* Data to process *

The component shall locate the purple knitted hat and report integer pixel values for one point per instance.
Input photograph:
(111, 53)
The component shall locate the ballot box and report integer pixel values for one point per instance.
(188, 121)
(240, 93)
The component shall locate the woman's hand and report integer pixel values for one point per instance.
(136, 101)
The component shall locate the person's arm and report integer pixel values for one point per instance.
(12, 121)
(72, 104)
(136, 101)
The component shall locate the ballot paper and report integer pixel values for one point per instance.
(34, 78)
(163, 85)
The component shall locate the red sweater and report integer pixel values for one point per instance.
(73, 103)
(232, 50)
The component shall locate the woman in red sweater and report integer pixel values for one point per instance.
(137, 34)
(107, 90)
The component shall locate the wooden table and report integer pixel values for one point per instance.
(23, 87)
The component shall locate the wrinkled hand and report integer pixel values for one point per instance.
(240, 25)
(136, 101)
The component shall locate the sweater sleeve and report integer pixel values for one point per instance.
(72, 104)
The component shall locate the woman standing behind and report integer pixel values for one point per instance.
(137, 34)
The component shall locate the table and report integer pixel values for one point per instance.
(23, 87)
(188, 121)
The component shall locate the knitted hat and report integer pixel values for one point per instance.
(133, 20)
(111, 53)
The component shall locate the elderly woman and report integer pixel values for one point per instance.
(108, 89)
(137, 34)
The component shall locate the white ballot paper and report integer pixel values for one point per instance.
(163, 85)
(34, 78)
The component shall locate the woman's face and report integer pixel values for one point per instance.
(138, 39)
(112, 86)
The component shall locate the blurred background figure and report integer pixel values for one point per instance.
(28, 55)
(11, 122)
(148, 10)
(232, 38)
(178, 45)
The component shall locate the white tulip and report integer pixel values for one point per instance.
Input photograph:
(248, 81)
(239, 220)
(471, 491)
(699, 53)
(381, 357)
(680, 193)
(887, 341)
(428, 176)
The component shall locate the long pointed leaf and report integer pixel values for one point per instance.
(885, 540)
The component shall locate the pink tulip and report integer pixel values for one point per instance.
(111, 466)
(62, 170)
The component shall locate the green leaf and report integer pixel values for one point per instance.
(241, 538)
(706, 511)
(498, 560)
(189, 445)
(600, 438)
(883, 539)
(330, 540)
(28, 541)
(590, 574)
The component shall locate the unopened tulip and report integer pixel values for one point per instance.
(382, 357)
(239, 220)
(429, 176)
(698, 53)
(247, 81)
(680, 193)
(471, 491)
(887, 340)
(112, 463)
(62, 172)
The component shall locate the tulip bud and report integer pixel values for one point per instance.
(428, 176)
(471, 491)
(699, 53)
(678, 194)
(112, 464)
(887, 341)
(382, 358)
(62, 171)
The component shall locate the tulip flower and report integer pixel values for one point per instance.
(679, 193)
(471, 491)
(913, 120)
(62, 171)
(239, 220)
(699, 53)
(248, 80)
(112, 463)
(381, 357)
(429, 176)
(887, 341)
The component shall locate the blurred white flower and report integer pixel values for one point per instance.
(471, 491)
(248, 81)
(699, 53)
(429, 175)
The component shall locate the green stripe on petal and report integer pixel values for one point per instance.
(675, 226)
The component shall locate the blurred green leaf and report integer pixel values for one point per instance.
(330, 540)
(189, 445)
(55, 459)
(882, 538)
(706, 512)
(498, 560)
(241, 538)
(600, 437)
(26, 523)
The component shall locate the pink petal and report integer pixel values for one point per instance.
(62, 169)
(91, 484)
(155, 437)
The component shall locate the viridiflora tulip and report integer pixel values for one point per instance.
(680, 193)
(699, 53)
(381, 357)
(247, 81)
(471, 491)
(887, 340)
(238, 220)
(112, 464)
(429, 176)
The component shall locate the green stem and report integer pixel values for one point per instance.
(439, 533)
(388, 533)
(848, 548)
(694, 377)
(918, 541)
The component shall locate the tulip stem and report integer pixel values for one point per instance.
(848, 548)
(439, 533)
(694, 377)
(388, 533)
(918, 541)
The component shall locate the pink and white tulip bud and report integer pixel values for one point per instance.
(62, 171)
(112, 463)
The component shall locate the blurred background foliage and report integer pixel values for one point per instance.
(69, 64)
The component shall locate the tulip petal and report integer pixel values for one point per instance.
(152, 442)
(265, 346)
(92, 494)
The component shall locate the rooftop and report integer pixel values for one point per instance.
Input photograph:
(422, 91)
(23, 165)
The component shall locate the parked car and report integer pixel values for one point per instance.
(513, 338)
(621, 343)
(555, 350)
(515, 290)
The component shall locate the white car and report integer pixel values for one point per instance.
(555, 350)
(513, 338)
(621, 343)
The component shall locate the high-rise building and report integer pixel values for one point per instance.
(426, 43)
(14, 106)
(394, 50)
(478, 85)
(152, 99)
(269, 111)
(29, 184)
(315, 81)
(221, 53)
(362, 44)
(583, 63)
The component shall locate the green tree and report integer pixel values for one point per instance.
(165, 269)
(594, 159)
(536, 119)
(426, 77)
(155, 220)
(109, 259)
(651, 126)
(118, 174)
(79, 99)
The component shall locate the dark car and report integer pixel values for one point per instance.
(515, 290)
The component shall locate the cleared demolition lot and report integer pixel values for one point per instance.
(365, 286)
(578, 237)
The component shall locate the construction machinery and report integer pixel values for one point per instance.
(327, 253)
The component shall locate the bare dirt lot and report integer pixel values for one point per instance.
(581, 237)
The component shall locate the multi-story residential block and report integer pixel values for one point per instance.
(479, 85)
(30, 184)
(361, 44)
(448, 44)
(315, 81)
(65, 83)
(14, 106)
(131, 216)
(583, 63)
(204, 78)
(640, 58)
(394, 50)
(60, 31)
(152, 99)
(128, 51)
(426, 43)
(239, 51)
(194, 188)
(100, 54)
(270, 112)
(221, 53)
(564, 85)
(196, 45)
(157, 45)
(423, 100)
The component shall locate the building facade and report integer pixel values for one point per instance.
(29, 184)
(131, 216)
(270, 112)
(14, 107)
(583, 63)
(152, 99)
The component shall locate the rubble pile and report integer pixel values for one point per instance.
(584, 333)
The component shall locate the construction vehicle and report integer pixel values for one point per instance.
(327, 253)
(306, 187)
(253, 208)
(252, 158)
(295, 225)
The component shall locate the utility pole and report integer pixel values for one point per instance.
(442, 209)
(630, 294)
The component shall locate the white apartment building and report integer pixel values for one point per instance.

* Goal *
Reproduce verbatim every line from the one containing "The component shall locate the utility" down to the end of the items.

* Written response *
The component shall locate the utility pole and report integer pixel values for one point per instance.
(442, 209)
(630, 294)
The component shall locate the white apartment building and report integer pixel values for one point per instance.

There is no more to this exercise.